### [PROBLEM TO SOLVE]
Rewrite every line of the rows below as a numbered list, leaving out any blank lines.

[Location labeling rows]
┌──

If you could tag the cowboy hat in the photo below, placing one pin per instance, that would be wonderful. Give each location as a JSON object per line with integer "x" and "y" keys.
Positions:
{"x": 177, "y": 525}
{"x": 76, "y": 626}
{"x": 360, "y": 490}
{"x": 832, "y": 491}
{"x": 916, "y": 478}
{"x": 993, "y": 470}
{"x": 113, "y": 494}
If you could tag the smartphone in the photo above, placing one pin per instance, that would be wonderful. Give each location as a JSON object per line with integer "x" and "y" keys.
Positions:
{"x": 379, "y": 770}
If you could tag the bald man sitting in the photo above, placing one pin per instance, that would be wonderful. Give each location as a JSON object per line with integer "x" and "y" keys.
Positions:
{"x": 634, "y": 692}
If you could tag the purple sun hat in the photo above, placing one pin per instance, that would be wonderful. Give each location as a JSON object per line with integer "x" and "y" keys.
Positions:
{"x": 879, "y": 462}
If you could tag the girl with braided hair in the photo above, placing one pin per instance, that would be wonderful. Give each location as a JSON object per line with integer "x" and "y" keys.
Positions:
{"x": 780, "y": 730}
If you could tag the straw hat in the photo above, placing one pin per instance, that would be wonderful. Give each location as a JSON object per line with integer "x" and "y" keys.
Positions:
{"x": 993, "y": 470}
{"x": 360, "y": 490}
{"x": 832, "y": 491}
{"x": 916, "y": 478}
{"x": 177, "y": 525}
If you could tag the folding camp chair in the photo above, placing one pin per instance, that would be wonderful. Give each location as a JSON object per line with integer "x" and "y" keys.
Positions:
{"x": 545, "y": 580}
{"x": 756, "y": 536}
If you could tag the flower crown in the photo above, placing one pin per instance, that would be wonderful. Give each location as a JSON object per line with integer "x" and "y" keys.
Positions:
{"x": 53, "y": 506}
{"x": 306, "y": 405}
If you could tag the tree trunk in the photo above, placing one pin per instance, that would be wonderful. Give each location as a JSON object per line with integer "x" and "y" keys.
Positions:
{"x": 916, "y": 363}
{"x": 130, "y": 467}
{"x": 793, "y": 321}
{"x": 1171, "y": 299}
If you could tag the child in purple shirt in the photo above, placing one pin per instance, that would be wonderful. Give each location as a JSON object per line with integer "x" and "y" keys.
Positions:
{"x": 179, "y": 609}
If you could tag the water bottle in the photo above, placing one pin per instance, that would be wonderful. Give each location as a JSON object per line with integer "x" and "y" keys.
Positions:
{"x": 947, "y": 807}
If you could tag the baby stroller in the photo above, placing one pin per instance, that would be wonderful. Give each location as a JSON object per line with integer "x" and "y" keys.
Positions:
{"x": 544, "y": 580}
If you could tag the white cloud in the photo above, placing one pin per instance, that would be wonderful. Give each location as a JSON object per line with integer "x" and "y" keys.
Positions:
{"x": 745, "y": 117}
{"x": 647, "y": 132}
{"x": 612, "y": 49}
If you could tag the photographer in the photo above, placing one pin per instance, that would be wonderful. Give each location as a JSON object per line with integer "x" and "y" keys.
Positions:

└──

### [TASK ANSWER]
1. If you could tag the cowboy hat in the photo below, placing one pin per instance, that would be wonderful. Give each location as a JSON object per line with integer "x" and "y" keys.
2. Positions:
3. {"x": 177, "y": 525}
4. {"x": 76, "y": 626}
5. {"x": 360, "y": 490}
6. {"x": 832, "y": 491}
7. {"x": 916, "y": 478}
8. {"x": 993, "y": 470}
9. {"x": 113, "y": 494}
10. If you could tag the smartphone in the photo above, placing one pin per instance, that would be wonderful. Give each location as a JSON object per line with integer "x" and "y" keys.
11. Positions:
12. {"x": 379, "y": 770}
13. If you could tag the bald man sitting in the photo above, placing one pin per instance, that would be wonderful. Give each location as a JSON object per line with integer "x" and "y" keys.
14. Positions:
15. {"x": 634, "y": 692}
16. If you could tag the purple sun hat in the photo above, placing one pin per instance, that would be wonderful. Give each location as a JSON object per line with integer "x" and "y" keys.
17. Positions:
18. {"x": 879, "y": 462}
19. If you could tag the girl with braided hair in the photo above, placing one pin per instance, that would be wonderful. Give each location as a JSON object per line with integer "x" and "y" keys.
20. Positions:
21. {"x": 780, "y": 730}
22. If you could tag the straw hat in the photo above, placing one pin per instance, that would be wonderful. Give each location as a JSON object per line with integer "x" and "y" keys.
23. Positions:
24. {"x": 993, "y": 470}
25. {"x": 360, "y": 490}
26. {"x": 832, "y": 491}
27. {"x": 916, "y": 478}
28. {"x": 177, "y": 525}
29. If you could tag the folding camp chair in the photo above, placing one pin per instance, that would be wonderful. Give each location as a JSON object per line with integer "x" and "y" keys.
30. Positions:
31. {"x": 545, "y": 580}
32. {"x": 756, "y": 536}
33. If you could tag the flower crown in the photo above, placing one pin per instance, that would be wonderful. Give each location as a JSON object per line with integer "x" and "y" keys.
34. Positions:
35. {"x": 53, "y": 506}
36. {"x": 306, "y": 405}
37. If you could tag the tree trunk in the photo above, placing one pin per instance, that would be wonderful. Give each location as a JSON object per line with integer "x" and "y" keys.
38. Positions:
39. {"x": 916, "y": 363}
40. {"x": 130, "y": 467}
41. {"x": 793, "y": 321}
42. {"x": 1171, "y": 299}
43. If you could tag the child in purple shirt in the photo above, placing one pin per instance, that would be wonderful. Give each location as a JSON object per line with integer "x" and "y" keys.
44. Positions:
45. {"x": 179, "y": 609}
46. If you could tag the water bottle in the photo above, placing one pin per instance, that would be wonderful. Give each location as a JSON object per line with integer "x" and "y" keys.
47. Positions:
48. {"x": 947, "y": 807}
49. If you could tag the baby stroller in the photo above, placing one pin per instance, that would be wonderful. Give each location as a JSON object per line with integer "x" and "y" keys.
50. Positions:
51. {"x": 544, "y": 580}
52. If you could tag the white cloud in the photo above, placing one pin per instance, that would be wonderful. Give each location as a JSON object per line with integer "x" and "y" keys.
53. Positions:
54. {"x": 745, "y": 117}
55. {"x": 647, "y": 132}
56. {"x": 612, "y": 49}
57. If you could tag the photographer in the photo above, placing one pin per instance, that would be wonderful. Give each location as a JSON object per line with integer "x" and "y" keys.
58. Positions:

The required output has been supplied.